→ Records shown:
"""
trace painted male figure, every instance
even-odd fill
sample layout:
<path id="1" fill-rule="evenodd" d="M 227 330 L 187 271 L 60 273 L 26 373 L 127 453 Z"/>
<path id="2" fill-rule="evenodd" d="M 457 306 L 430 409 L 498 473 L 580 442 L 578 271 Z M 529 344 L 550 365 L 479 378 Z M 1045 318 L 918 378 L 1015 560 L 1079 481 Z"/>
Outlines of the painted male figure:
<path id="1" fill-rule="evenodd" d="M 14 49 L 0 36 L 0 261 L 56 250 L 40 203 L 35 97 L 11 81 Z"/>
"""
→ What this task involves: Update the listing by changing "painted male figure" to "painted human figure" wherever it appears, and leave every other line unchanged.

→ The result:
trace painted human figure, every instance
even-odd fill
sample layout:
<path id="1" fill-rule="evenodd" d="M 227 330 L 187 271 L 60 273 L 26 373 L 127 453 Z"/>
<path id="2" fill-rule="evenodd" d="M 457 306 L 430 409 L 498 473 L 580 442 L 578 271 Z M 529 344 L 550 365 L 479 378 Z M 1045 318 L 918 378 L 1015 560 L 1079 481 Z"/>
Outlines of the painted human figure:
<path id="1" fill-rule="evenodd" d="M 14 49 L 0 36 L 0 261 L 56 250 L 40 203 L 35 97 L 11 81 Z"/>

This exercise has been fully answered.